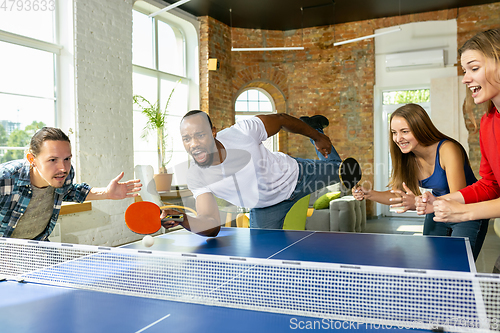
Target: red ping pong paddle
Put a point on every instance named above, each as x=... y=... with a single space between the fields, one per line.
x=143 y=217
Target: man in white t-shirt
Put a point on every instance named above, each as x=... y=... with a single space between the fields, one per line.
x=234 y=165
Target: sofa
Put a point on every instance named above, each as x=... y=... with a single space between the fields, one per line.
x=344 y=213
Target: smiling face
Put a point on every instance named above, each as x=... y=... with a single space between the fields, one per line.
x=52 y=165
x=199 y=139
x=402 y=135
x=480 y=75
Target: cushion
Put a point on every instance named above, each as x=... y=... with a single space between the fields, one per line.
x=324 y=201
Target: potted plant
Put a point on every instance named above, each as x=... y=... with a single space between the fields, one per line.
x=156 y=122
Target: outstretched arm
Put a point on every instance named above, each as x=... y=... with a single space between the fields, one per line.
x=281 y=121
x=206 y=223
x=116 y=190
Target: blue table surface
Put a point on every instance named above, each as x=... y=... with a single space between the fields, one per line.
x=31 y=307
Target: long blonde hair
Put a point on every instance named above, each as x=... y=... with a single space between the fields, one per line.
x=488 y=44
x=404 y=166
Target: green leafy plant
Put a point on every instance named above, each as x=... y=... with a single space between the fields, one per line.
x=156 y=122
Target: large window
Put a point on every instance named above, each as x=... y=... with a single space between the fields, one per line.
x=253 y=102
x=28 y=54
x=159 y=61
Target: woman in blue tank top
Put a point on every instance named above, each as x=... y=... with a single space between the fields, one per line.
x=423 y=157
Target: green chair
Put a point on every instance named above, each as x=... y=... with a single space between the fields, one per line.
x=295 y=219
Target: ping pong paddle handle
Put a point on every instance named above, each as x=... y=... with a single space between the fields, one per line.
x=175 y=218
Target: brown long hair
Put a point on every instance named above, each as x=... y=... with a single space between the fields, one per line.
x=488 y=44
x=404 y=166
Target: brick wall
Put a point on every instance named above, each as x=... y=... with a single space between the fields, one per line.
x=103 y=125
x=336 y=82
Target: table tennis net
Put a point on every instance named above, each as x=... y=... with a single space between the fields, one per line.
x=452 y=301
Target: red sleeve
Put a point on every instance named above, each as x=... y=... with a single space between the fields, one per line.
x=487 y=187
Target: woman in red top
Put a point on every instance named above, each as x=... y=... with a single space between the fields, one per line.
x=480 y=58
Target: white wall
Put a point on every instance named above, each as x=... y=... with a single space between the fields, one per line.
x=442 y=82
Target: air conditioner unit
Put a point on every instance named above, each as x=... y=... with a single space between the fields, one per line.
x=414 y=60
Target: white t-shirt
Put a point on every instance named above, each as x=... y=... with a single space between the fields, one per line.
x=251 y=176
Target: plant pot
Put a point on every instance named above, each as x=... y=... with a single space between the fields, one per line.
x=163 y=182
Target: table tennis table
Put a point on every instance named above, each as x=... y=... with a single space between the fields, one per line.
x=35 y=307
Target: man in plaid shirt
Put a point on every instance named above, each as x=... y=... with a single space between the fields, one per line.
x=32 y=190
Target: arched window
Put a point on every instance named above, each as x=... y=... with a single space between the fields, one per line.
x=253 y=102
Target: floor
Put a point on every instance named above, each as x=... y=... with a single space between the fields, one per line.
x=413 y=226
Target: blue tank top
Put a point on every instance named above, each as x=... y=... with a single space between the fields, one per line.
x=438 y=183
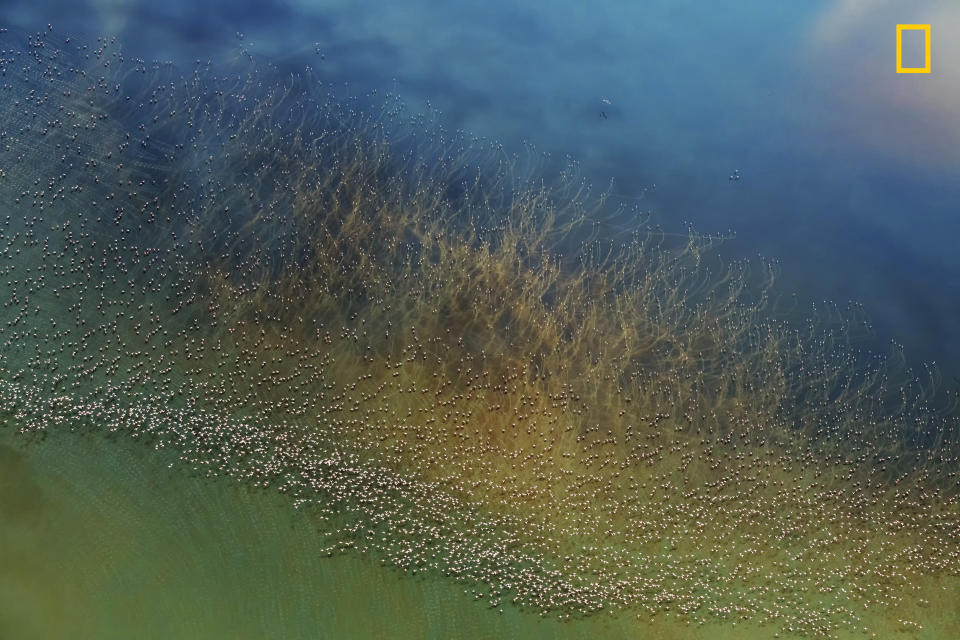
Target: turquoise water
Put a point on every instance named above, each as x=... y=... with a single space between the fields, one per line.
x=695 y=443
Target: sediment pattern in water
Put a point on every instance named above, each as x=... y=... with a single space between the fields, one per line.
x=447 y=358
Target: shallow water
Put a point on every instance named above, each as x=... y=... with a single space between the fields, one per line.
x=100 y=538
x=100 y=541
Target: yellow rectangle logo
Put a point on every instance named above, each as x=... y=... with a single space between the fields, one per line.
x=913 y=27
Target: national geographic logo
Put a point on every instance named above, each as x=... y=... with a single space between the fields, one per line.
x=926 y=48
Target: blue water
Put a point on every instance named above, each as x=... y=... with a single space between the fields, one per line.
x=850 y=173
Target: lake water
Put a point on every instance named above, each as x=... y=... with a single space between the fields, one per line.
x=782 y=127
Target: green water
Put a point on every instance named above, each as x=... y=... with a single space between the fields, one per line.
x=102 y=540
x=99 y=540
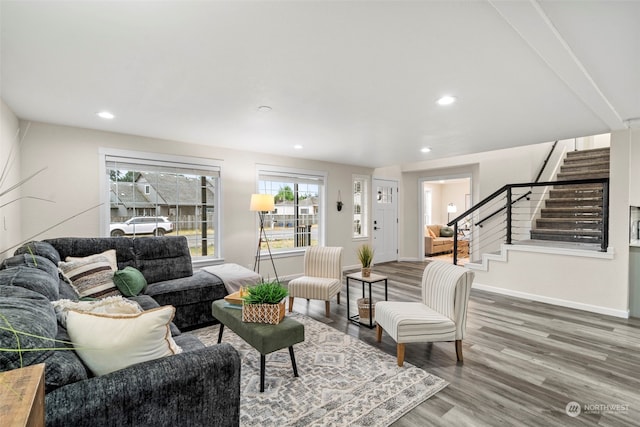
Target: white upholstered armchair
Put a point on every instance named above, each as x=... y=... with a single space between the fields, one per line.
x=440 y=316
x=322 y=276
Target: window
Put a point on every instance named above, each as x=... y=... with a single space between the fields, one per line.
x=296 y=221
x=360 y=191
x=176 y=196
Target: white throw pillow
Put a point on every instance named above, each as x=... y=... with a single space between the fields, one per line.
x=110 y=305
x=110 y=254
x=92 y=276
x=109 y=342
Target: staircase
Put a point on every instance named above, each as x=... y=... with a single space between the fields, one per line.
x=574 y=213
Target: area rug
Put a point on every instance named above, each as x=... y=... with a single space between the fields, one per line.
x=342 y=381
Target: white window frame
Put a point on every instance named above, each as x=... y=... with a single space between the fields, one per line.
x=363 y=216
x=295 y=173
x=157 y=159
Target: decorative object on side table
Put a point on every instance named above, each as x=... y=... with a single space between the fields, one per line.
x=365 y=255
x=264 y=303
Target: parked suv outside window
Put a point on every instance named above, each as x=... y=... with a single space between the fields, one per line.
x=157 y=225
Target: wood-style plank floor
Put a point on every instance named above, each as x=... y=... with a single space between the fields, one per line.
x=524 y=361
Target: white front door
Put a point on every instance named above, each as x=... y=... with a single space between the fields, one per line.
x=385 y=220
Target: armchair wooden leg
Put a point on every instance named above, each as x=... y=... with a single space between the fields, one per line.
x=378 y=333
x=400 y=354
x=459 y=350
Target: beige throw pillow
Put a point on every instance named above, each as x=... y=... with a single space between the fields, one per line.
x=110 y=305
x=109 y=342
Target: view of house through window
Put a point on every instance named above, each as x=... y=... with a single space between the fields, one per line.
x=150 y=198
x=296 y=218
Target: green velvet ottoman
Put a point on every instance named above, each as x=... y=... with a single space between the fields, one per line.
x=261 y=336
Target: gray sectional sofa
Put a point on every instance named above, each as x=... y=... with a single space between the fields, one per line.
x=198 y=387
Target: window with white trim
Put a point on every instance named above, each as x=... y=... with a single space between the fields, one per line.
x=296 y=221
x=360 y=203
x=157 y=197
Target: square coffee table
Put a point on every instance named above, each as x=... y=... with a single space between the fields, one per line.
x=263 y=337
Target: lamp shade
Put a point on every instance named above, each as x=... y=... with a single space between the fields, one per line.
x=262 y=203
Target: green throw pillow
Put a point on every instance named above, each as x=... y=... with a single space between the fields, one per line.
x=129 y=281
x=446 y=232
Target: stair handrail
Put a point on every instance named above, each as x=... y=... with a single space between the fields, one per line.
x=508 y=187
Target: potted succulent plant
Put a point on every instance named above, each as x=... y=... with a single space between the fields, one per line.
x=264 y=303
x=365 y=255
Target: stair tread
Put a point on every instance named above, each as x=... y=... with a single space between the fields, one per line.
x=564 y=231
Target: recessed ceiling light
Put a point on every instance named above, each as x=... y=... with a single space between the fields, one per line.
x=446 y=100
x=105 y=115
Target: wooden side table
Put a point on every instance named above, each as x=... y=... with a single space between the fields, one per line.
x=22 y=397
x=374 y=278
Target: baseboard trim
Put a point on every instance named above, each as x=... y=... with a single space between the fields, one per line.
x=554 y=301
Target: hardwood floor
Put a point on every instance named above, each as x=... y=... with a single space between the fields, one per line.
x=524 y=361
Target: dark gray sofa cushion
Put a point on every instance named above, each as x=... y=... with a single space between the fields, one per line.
x=33 y=279
x=43 y=249
x=33 y=261
x=32 y=313
x=163 y=258
x=85 y=246
x=192 y=296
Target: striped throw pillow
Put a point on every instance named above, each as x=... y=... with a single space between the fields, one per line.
x=92 y=276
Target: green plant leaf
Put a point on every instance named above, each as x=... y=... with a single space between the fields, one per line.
x=266 y=293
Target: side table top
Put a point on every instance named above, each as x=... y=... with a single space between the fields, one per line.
x=372 y=278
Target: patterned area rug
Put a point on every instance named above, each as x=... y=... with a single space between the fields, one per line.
x=343 y=381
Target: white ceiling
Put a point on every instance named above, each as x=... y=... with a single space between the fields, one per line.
x=352 y=81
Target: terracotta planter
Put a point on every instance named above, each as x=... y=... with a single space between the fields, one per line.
x=263 y=313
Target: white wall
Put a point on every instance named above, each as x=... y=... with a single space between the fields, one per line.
x=601 y=284
x=9 y=176
x=72 y=181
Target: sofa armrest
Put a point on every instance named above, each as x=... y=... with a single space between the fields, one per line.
x=197 y=388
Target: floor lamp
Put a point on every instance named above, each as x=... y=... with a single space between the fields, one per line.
x=262 y=203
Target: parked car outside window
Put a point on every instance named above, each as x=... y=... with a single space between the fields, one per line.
x=156 y=225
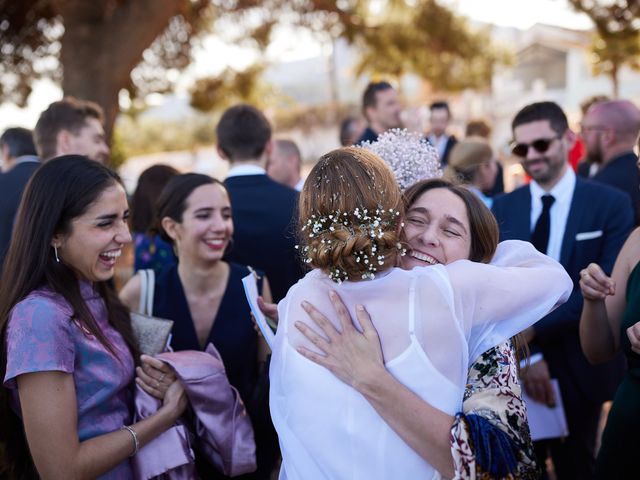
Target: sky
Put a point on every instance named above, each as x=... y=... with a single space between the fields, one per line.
x=288 y=46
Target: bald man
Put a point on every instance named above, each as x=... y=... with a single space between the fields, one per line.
x=609 y=132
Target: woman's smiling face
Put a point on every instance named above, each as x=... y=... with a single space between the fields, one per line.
x=96 y=237
x=436 y=227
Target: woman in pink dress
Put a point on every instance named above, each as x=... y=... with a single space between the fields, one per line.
x=67 y=347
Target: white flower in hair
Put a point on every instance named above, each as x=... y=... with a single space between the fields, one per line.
x=410 y=157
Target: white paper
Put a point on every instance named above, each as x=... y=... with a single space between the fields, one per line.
x=545 y=422
x=251 y=292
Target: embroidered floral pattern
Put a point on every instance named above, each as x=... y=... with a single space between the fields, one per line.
x=495 y=415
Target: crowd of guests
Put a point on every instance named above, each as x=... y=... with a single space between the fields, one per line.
x=407 y=321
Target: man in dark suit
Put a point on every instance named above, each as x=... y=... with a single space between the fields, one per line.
x=381 y=108
x=609 y=133
x=264 y=211
x=576 y=222
x=71 y=126
x=20 y=161
x=438 y=136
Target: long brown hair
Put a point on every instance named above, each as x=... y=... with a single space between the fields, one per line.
x=485 y=232
x=60 y=191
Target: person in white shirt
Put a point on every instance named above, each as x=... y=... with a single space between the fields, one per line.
x=284 y=164
x=350 y=212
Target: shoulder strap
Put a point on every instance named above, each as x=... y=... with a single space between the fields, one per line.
x=147 y=290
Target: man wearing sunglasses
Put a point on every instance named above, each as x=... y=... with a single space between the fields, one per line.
x=575 y=222
x=609 y=132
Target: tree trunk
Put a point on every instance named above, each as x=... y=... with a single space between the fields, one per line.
x=615 y=81
x=103 y=42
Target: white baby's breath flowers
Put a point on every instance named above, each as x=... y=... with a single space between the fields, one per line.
x=373 y=224
x=410 y=157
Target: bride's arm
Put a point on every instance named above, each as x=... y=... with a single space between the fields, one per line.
x=356 y=359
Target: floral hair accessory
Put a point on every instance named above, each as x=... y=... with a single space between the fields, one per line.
x=338 y=227
x=410 y=157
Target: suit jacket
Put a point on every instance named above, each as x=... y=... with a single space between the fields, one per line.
x=264 y=219
x=451 y=141
x=600 y=219
x=621 y=172
x=12 y=184
x=367 y=136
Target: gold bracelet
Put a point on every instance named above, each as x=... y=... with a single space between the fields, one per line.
x=135 y=438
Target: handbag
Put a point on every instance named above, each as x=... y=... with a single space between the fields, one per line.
x=152 y=333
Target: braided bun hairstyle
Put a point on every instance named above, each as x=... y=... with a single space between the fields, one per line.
x=349 y=215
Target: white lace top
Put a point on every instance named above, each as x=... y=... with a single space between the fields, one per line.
x=432 y=321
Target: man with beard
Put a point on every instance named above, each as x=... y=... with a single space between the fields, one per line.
x=381 y=108
x=609 y=133
x=438 y=136
x=575 y=222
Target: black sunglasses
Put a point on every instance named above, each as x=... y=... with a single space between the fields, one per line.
x=541 y=145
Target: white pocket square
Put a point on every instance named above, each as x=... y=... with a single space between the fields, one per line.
x=588 y=235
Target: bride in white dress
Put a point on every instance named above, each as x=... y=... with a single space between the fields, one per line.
x=430 y=321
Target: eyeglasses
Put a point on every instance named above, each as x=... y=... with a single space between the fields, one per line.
x=592 y=128
x=541 y=145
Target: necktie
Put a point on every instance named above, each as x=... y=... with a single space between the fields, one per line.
x=540 y=235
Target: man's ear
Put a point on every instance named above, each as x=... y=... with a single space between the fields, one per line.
x=221 y=153
x=569 y=138
x=63 y=142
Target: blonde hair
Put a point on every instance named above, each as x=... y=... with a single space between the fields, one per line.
x=350 y=208
x=466 y=157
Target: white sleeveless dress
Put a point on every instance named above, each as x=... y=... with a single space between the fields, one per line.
x=431 y=321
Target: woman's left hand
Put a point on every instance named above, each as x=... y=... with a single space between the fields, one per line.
x=352 y=356
x=154 y=376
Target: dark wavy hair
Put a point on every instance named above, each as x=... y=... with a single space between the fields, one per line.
x=485 y=233
x=60 y=191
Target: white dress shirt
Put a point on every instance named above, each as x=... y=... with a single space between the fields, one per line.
x=244 y=170
x=559 y=212
x=440 y=143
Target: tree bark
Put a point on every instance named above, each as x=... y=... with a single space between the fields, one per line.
x=103 y=41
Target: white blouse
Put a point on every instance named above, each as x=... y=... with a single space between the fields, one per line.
x=432 y=322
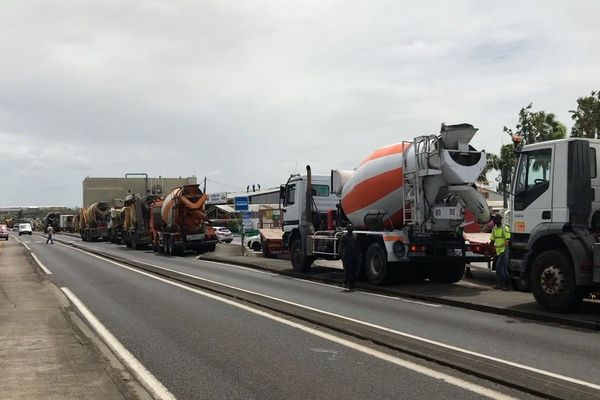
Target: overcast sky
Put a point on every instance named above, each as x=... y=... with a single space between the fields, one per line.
x=250 y=91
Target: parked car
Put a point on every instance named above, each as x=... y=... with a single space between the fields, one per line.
x=3 y=232
x=25 y=229
x=223 y=234
x=254 y=243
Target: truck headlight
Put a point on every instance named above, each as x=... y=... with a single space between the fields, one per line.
x=399 y=249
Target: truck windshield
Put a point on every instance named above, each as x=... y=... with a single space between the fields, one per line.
x=533 y=177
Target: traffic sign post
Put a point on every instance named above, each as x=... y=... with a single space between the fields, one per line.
x=242 y=204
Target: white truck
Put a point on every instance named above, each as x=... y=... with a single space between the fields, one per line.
x=555 y=221
x=406 y=203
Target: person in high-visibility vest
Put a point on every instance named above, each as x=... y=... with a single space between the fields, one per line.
x=499 y=238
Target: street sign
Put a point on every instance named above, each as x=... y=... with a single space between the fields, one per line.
x=241 y=203
x=217 y=198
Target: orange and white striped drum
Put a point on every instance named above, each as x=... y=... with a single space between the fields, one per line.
x=377 y=184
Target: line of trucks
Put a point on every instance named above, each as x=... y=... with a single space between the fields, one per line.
x=407 y=204
x=170 y=225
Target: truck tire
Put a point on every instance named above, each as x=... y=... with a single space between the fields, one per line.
x=553 y=282
x=376 y=264
x=450 y=274
x=300 y=262
x=265 y=251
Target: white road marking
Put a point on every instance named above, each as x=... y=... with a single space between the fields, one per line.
x=404 y=334
x=42 y=266
x=481 y=390
x=23 y=243
x=153 y=385
x=404 y=300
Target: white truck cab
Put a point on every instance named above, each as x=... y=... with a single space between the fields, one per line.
x=555 y=215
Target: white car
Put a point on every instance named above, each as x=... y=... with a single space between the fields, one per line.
x=25 y=229
x=223 y=234
x=254 y=242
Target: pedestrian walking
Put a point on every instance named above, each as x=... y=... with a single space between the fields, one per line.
x=50 y=235
x=349 y=257
x=499 y=238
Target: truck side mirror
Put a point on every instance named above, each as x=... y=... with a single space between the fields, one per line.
x=506 y=174
x=282 y=193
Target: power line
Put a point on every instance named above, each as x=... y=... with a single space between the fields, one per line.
x=223 y=184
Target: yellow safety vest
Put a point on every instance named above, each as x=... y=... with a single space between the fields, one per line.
x=499 y=236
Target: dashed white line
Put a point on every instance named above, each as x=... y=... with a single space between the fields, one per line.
x=42 y=266
x=153 y=385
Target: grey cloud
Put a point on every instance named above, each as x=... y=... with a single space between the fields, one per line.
x=250 y=91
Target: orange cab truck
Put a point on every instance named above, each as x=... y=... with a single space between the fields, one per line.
x=136 y=225
x=178 y=223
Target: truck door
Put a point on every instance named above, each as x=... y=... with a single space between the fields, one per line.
x=292 y=208
x=533 y=190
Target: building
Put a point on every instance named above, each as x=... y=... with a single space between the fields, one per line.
x=108 y=189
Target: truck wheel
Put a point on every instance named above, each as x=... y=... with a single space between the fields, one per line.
x=300 y=262
x=376 y=264
x=450 y=274
x=553 y=282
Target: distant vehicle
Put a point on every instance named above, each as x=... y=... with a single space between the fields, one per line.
x=253 y=242
x=3 y=232
x=223 y=234
x=25 y=229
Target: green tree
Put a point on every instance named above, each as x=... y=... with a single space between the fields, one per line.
x=493 y=164
x=537 y=126
x=533 y=127
x=587 y=116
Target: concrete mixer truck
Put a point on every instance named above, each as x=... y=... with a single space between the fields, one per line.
x=136 y=223
x=93 y=222
x=178 y=223
x=406 y=202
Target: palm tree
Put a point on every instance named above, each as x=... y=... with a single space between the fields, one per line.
x=494 y=163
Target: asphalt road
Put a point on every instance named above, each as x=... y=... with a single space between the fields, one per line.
x=547 y=347
x=200 y=347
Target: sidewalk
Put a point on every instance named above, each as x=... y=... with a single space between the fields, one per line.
x=41 y=354
x=474 y=293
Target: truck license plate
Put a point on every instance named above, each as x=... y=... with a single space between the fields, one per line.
x=198 y=236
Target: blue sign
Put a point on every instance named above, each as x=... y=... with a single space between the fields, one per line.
x=241 y=203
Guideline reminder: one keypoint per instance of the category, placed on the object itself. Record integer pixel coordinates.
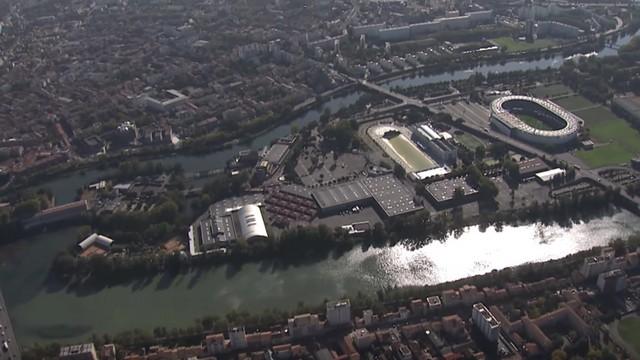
__________
* _EXERCISE_: Among the records above, only the lines between the line holding "Target: ping pong paddle handle" and the line holding "Target: brick wall", inclusive, are to be output, exactly as written.

* _FINISHED EXERCISE_:
Target: ping pong paddle handle
Put a point on every instance named above, each as x=... y=... with a single space between the fields, one per line.
x=175 y=218
Target: brown long hair
Put a point on every instance named above, each as x=... y=... with a single space between the fields, one per line.
x=488 y=44
x=404 y=166
Target: brick wall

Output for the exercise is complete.